He did. Hardhome had been halfway toward becoming a town, the only true town north of the Wall, until the night six hundred years ago when hell had swallowed it. Its people had been carried off into slavery or slaughtered for meat, depending on which version of the tale you believed, their homes and halls consumed in a conflagration that burned so hot that watchers on the Wall far to the south had thought the sun was rising in the north. Afterward ashes rained down on haunted forest and Shivering Sea alike for almost half a year. Traders reported finding only nightmarish devastation where Hardhome had stood, a landscape of charred trees and burned bones, waters choked with swollen corpses, blood-chilling shrieks echoing from the cave mouths that pocked the great cliff that loomed above the settlement.

Six centuries had come and gone since that night, but Hardhome was still shunned. The wild had reclaimed the site, Jon had been told, but rangers claimed that the overgrown ruins were haunted by ghouls and demons and burning ghosts with an unhealthy taste for blood. "It is not the sort of refuge I'd chose either," Jon said, "but Mother Mole was heard to preach that the free folk would find salvation where once they found damnation."

BUT, it is described as having caves:

Quote

A Dance with Dragons - Jon VIII

"And saved the Wall, mayhaps," said Bowen Marsh. "These are enemies we speak of. Let them pray amongst the ruins, and if their gods send ships to carry them off to a better world, well and good. In this world I have no food to feed them."

Jon flexed the fingers of his sword hand. "Cotter Pyke's galleys sail past Hardhome from time to time. He tells me there is no shelter there but the caves. The screaming caves, his men call them. Mother Mole and those who followed her will perish there, of cold and starvation. Hundreds of them. Thousands."

"Thousands of enemies. Thousands of wildlings."

 

An Arya chapter discusses the wildlings that were taken as slaves from Hardhome:

Quote

A Dance with Dragons - The Blind Girl

"I know why the Sealord seized the Goodheart. She was carrying slaves. Hundreds of slaves, women and children, roped together in her hold." Braavos had been founded by escaped slaves, and the slave trade was forbidden here.
━━━━━━━━━━━━━━━━━━━━
Decide whether each statement agrees with the Hardhome text, answering yes or no and quoting the words from it that settle the matter. 1. Ash kept falling for nearly half a year after the fire. 2. According to Cotter Pyke, the caves are the only shelter at Hardhome. 3. The slave trade was allowed in Braavos.
━━━━━━━━━━━━━━━━━━━━
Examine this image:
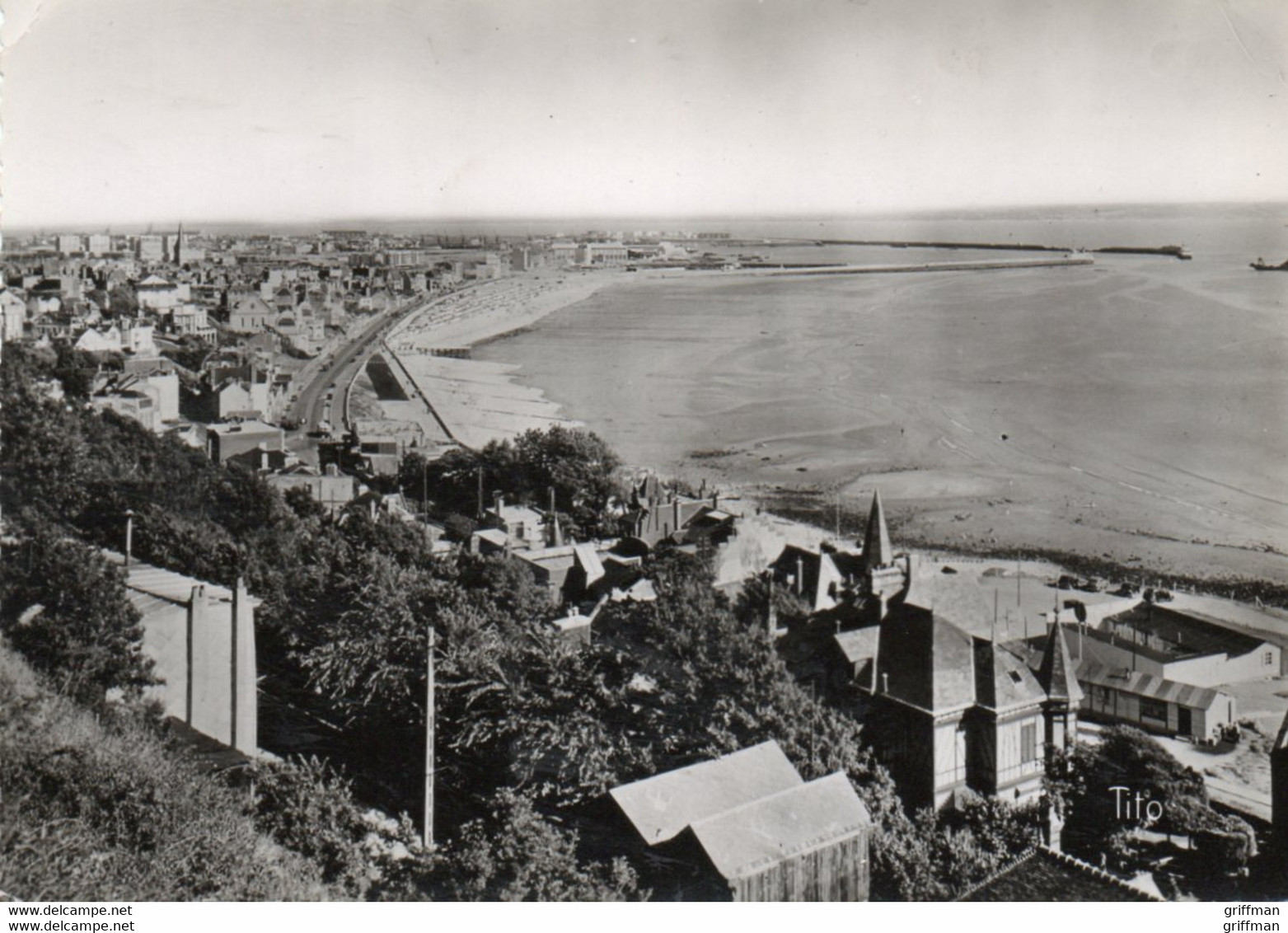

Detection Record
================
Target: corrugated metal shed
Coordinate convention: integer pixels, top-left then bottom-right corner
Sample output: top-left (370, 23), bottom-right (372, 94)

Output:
top-left (103, 551), bottom-right (233, 603)
top-left (693, 772), bottom-right (872, 880)
top-left (975, 638), bottom-right (1046, 710)
top-left (1078, 661), bottom-right (1222, 710)
top-left (609, 741), bottom-right (803, 846)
━━━━━━━━━━━━━━━━━━━━
● **Written reply**
1. Yes: "Afterward ashes rained down on haunted forest and Shivering Sea alike for almost half a year."
2. Yes: "He tells me there is no shelter there but the caves."
3. No: "the slave trade was forbidden here."